_Saved entries_:
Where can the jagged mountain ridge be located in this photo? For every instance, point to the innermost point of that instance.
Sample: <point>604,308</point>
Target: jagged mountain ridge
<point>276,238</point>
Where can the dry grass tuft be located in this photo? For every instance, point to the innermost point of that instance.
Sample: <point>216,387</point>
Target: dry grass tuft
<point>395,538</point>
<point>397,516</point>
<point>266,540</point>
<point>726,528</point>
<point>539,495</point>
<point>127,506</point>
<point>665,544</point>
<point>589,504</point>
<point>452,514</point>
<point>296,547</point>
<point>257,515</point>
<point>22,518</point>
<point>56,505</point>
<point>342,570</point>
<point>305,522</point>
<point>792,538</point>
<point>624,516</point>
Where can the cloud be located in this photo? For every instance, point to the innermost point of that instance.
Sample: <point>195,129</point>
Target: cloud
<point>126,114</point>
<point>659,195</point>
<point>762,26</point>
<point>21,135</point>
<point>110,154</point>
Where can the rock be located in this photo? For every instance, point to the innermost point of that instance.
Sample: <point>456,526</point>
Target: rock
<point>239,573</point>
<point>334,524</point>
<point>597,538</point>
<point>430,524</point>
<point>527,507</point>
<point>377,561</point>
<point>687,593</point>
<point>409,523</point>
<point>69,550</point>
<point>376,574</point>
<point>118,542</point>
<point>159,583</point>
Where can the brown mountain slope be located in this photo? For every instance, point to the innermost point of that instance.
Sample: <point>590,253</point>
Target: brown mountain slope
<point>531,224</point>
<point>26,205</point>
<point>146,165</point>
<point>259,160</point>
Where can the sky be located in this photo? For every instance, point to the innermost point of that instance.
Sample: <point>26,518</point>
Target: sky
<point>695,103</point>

_What the exercise asks_: In this exercise, repeat the entries above verbatim.

_Solved problem_:
Where can the jagged mountain ridge be located in this photo? For every instance, point to the innermost point of that instance.
Sample: <point>604,308</point>
Target: jagged mountain ridge
<point>276,238</point>
Where can the dry grass tuft be located in this photo? For every instance, point to the innermost point of that instance.
Sample: <point>216,387</point>
Target: dry grass tuft
<point>395,538</point>
<point>397,516</point>
<point>266,540</point>
<point>726,528</point>
<point>539,495</point>
<point>127,506</point>
<point>665,544</point>
<point>589,504</point>
<point>452,514</point>
<point>296,547</point>
<point>257,515</point>
<point>22,518</point>
<point>56,505</point>
<point>342,570</point>
<point>305,522</point>
<point>792,538</point>
<point>624,516</point>
Where can the cloud be located in this photo? For every instance, point to the innermost point of that instance.
Sample: <point>195,129</point>
Target: cloud
<point>126,114</point>
<point>659,195</point>
<point>762,26</point>
<point>21,135</point>
<point>110,154</point>
Where can the rock be located in this photo? For every instance, point to the innermost point of that instance.
Sample: <point>456,526</point>
Target: rock
<point>239,573</point>
<point>334,524</point>
<point>597,538</point>
<point>430,524</point>
<point>527,507</point>
<point>377,561</point>
<point>687,593</point>
<point>409,523</point>
<point>69,550</point>
<point>376,574</point>
<point>118,542</point>
<point>159,583</point>
Where can the brown mountain slope be located in this photo? For every instance, point to the innermost point of that instance.
Sample: <point>590,253</point>
Target: brown mountain slope
<point>531,224</point>
<point>26,205</point>
<point>146,165</point>
<point>259,160</point>
Where can the sky be located in this photo? For every instance, point to the innermost point of that instance.
Sample: <point>26,518</point>
Target: sky
<point>695,103</point>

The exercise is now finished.